**DOCUMENT PASSAGE**
====
Overview
Orama’s architecture is highly extensible, allowing you to create custom components for specialized use cases. You can implement custom indexes, tokenizers, document stores, sorting algorithms, and more.Custom components follow Orama’s plugin architecture, making them easy to integrate and swap without changing core code.
Component Architecture
Orama’s core components are designed as pluggable interfaces:Index
Stores and retrieves search terms and document mappings
Tokenizer
Breaks text into searchable tokens
Document Store
Stores and retrieves full documents
Sorter
Manages sorted field data for fast sorting
Pinning
Handles result merchandising rules
Algorithm
Scoring and ranking algorithms
Custom Pinning Component
Let’s examine the pinning component as an example of Orama’s component structure:Component Interface
export interface IPinning {
// Create a new pinning store
create(sharedInternalDocumentStore: InternalDocumentIDStore): PinningStore
// Add a new rule
addRule(store: PinningStore, rule: PinRule): void
// Update an existing rule
updateRule(store: PinningStore, rule: PinRule): void
// Remove a rule
removeRule(store: PinningStore, ruleId: string): boolean
// Retrieve rules
getRule(store: PinningStore, ruleId: string): PinRule | undefined
getAllRules(store: PinningStore): PinRule[]
// Query rules
getMatchingRules(store: PinningStore, term: string | undefined): PinRule[]
// Persistence
load<R = unknown>(sharedInternalDocumentStore: InternalDocumentIDStore, raw: R): PinningStore
save<R = unknown>(store: PinningStore): R
}
Creating a Component
import { DocumentID, InternalDocumentIDStore } from './internal-document-id-store.js'
export interface PinningStore {
sharedInternalDocumentStore: InternalDocumentIDStore
rules: Map<string, PinRule>
}
export function createPinning(): IPinning {
return {
create(sharedInternalDocumentStore: InternalDocumentIDStore): PinningStore {
return {
sharedInternalDocumentStore,
rules: new Map()
}
},
addRule(store: PinningStore, rule: PinRule): void {
if (store.rules.has(rule.id)) {
throw new Error(
`PINNING_RULE_ALREADY_EXISTS: A pinning rule with id "${rule.id}" already exists.`
)
}
store.rules.set(rule.id, rule)
},
updateRule(store: PinningStore, rule: PinRule): void {
if (!store.rules.has(rule.id)) {
throw new Error(
`PINNING_RULE_NOT_FOUND: Cannot update pinning rule with id "${rule.id}".`
)
====
Records from a point labeling set
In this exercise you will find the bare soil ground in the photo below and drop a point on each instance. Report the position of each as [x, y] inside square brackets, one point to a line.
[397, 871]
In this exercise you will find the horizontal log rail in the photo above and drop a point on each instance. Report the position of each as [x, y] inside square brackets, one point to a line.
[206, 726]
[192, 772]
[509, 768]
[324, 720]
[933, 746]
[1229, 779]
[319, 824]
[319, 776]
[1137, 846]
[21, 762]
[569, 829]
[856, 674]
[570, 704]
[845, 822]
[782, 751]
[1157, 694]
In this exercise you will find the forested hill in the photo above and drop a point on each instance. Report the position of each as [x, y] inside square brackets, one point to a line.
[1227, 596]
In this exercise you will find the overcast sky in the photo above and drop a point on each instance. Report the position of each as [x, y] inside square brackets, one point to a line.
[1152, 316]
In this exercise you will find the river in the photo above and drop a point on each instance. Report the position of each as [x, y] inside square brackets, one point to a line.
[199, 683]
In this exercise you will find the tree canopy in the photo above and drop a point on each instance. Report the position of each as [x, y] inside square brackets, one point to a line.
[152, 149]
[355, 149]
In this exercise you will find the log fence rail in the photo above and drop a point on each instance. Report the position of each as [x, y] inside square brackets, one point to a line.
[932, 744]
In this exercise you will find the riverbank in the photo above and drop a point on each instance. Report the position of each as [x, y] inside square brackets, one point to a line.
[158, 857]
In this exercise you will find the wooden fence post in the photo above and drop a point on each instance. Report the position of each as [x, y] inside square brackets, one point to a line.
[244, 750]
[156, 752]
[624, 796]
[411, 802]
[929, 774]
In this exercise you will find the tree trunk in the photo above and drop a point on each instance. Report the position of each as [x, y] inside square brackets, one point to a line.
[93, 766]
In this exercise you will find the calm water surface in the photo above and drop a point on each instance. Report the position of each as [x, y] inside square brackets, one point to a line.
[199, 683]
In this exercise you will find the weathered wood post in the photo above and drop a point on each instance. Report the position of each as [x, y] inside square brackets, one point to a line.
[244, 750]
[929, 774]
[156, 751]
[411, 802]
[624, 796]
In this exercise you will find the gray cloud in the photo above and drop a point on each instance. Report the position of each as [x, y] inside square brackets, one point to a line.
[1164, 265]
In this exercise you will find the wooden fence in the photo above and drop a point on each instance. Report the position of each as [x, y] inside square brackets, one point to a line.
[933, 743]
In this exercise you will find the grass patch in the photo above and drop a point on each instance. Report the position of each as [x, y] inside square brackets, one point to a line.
====
**WORK TO COMPLETE**
a. According to the passage on Orama custom components, why can custom components be integrated and swapped without changing core code? Answer in one to three sentences.
b. Carry the passage on Orama custom components forward from its final line.

**IN RESPONSE**
a. Custom components follow Orama's plugin architecture, and its core components are designed as pluggable interfaces. This makes custom components easy to integrate and swap without changing core code.

b.
}
store.rules.set(rule.id, rule)
},
removeRule(store: PinningStore, ruleId: string): boolean {
return store.rules.delete(ruleId)
},
getRule(store: PinningStore, ruleId: string): PinRule | undefined {
return store.rules.get(ruleId)
},
getAllRules(store: PinningStore): PinRule[] {
return Array.from(store.rules.values())
},
getMatchingRules(store: PinningStore, term: string | undefined): PinRule[] {
if (!term) return []
const matchingRules: PinRule[] = []
for (const rule of store.rules.values()) {
if (matchesRule(term, rule)) {
matchingRules.push(rule)
}
}
return matchingRules
},
load<R = unknown>(sharedInternalDocumentStore: InternalDocumentIDStore, raw: R): PinningStore {
const rawStore = raw as { rules: Array<[string, PinRule]> }
return {
sharedInternalDocumentStore,
rules: new Map(rawStore?.rules ?? [])
}
},
save<R = unknown>(store: PinningStore): R {
return {
rules: Array.from(store.rules.entries())
} as R
}
}
}
Custom Algorithm Component
BM25 Implementation Example
Here’s how Orama implements the BM25 ranking algorithm:import { TokenScore, BM25Params } from '../types.js'
import { InternalDocumentID } from './internal-document-id-store.js'
export function BM25(
tf: number, // Term frequency
matchingCount: number, // Documents containing term
docsCount: number, // Total documents
fieldLength: number, // Current field length
averageFieldLength: number, // Average field length
{ k, b, d }: Required<BM25Params>
): number {
// Calculate IDF (Inverse Document Frequency)
const idf = Math.log(
1 + (docsCount - matchingCount + 0.5) / (matchingCount + 0.5)
)
// Calculate score with length normalization
return (
idf * (d + tf * (k + 1))
) / (
tf + k * (1 - b + (b * fieldLength) / averageFieldLength)
)
}
Creating a Custom Scoring Algorithm
import { BM25Params } from '@orama/orama'
// TF-IDF implementation as an alternative to BM25
export function TFIDF(
tf: number,
matchingCount: number,
docsCount: number,
fieldLength: number,
averageFieldLength: number
): number {
// Term Frequency (normalized by document length)
const normalizedTF = tf / fieldLength
// Inverse Document Frequency
const idf = Math.log(docsCount / (matchingCount + 1))
// TF-IDF score
return normalizedTF * idf
}
// Okapi BM25+ (improved variant)
export function BM25Plus(
tf: number,
matchingCount: number,
docsCount: number,
fieldLength: number,
averageFieldLength: number,
{ k, b, d }: Required<BM25Params>
): number {
const idf = Math.log(
1 + (docsCount - matchingCount + 0.5) / (matchingCount + 0.5)
)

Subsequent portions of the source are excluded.